Думается, однако, что Брик при всем своем лефовском правоверии покривил душой, утверждая, что ритмико-синтаксические клише характерны преимущественно для эпигонов, и набирая основную массу примеров для своей статьи не из Пушкина, a из Языкова. И наши примеры, и весь накопившийся запас наблюдений над реминисценциями и автореминисценциями Пушкина показывают, что такое же мышление готовыми словосочетаниями характерно и для больших поэтов. Можно не сомневаться, что, просмотрев с этой точки зрения собрание сочинений Маяковского, мы найдем и здесь достаточно ритмико-синтаксических самоповторений, хотя, конечно, иного рода. По выдержке из словаря Шумана мы видели, что совпадений между Вергилием и Вергилием же оказывается не меньше, чем между Вергилием и его средневековыми подражателями. В одной из наших работ мы пытались показать, насколько синтаксически однообразны двухсловные сочетания в стихе не только эпигонского 3-стопного хорея («Скучная картина», «Чахлая рябина», «Дымная лучина…»), но и пушкинского 4-стопного ямба («Олигархических бесед», «Философических таблиц», «И гармонических затей…»)[633]. Трехсловные сочетания, понятным образом, дают более широкий набор клише, и тем не менее это клише: материал, рассмотренный выше, достаточно показателен. Четырехсловные сочетания будут еще пестрее, но ощутимо повторяющиеся конструкции, несомненно, будут и там («Чему-нибудь и как-нибудь»; «Опять тоска, опять любовь»; «Одним дыша, одно любя»; «Он мне знаком, он мне родной»; «И вдруг прыжок, и вдруг летит»; «Где я страдал, где я любил» — все примеры только из I главы «Онегина»).
Конечно, сами поэты в эпоху забот об авторской индивидуальности могли ощущать такую стереотипность как недостаток. Едва ли не поэтому Пушкин заявляет «Четырехстопный ямб мне надоел» в зачине первого своего произведения, написанного бесцезурным 5-стопным ямбом — самым синтаксически гибким из русских размеров (больше длина строки, чем в 4-стопном ямбе, и нет членения на полустишия, как в цезурных 5-стопном и 6-стопном ямбе). A когда Пушкин возвращается к 4-стопному ямбу в «Медном всаднике», то борется с ритмико-синтаксической инерцией, усиливая анжамбманы с их резкими синтаксическими разрывами внутри строки. Вообще, эта тенденция развития 4-стопного ямба от «блочного» стиха к дробленому стиху была, по-видимому, устойчивой: пропорция между трехсловными строками с двумя синтаксическими связями («Поднялся табор кочевой»), с одной связью и швом между словосочетаниями («Пчела | за данью полевой») и с одной связью и швом между предложениями («Кто сей? | Кромешник удалой») y Ломоносова составляет 75: 20: 5, y Пушкина 70: 15: 15, y Цветаевой 30: 15: 55 (по 400 строк из од 1750–1759 годов, «Полтавы» и «Феникса»; возможно, впрочем, что здесь сказывается разница между лирикой, эпосом и драмой).
──────────
→ ЗАДАНИЕ 1: Выберите в записях все строки, где встречается слово «white», и выпишите их.
──────────
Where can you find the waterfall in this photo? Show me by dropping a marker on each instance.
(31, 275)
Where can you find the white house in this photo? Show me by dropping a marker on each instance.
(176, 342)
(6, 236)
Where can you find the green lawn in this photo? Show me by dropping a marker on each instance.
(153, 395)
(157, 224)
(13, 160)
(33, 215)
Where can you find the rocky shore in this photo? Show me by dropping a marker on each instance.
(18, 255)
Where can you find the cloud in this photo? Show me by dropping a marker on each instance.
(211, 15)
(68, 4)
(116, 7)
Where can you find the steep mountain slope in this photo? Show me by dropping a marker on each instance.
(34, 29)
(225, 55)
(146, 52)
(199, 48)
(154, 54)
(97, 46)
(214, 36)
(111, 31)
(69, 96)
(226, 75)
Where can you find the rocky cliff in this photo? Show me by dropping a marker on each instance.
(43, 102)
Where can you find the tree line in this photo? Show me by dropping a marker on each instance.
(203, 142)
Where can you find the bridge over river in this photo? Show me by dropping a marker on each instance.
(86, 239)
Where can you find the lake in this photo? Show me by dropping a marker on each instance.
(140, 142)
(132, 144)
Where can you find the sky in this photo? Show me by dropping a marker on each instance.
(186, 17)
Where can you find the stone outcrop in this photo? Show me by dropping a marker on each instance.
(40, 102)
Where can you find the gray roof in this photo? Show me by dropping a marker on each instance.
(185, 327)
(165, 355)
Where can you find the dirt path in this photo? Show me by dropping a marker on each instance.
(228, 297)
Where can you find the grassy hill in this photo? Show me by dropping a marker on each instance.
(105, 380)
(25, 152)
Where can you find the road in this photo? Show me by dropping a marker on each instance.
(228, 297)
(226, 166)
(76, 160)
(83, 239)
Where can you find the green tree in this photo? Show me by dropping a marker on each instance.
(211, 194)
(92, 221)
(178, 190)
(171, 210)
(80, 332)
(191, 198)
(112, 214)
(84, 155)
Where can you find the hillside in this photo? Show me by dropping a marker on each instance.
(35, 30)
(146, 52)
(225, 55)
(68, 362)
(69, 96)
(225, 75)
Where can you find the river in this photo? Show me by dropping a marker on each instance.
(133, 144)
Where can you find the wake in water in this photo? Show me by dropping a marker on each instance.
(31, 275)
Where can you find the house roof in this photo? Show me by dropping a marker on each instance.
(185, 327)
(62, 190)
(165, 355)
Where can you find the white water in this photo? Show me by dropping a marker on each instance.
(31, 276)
──────────
→ ЗАДАНИЕ 2: Что, согласно выбранному отрывку, усиливает Пушкин в «Медном всаднике», чтобы бороться с ритмико-синтаксической инерцией?

→ РЕШЕНИЕ ЗАДАЧИ 1:
Where can you find the white house in this photo? Show me by dropping a marker on each instance.
Where can you find the white water in this photo? Show me by dropping a marker on each instance.

→ РЕШЕНИЕ ЗАДАЧИ 2: Анжамбманы с их резкими синтаксическими разрывами внутри строки.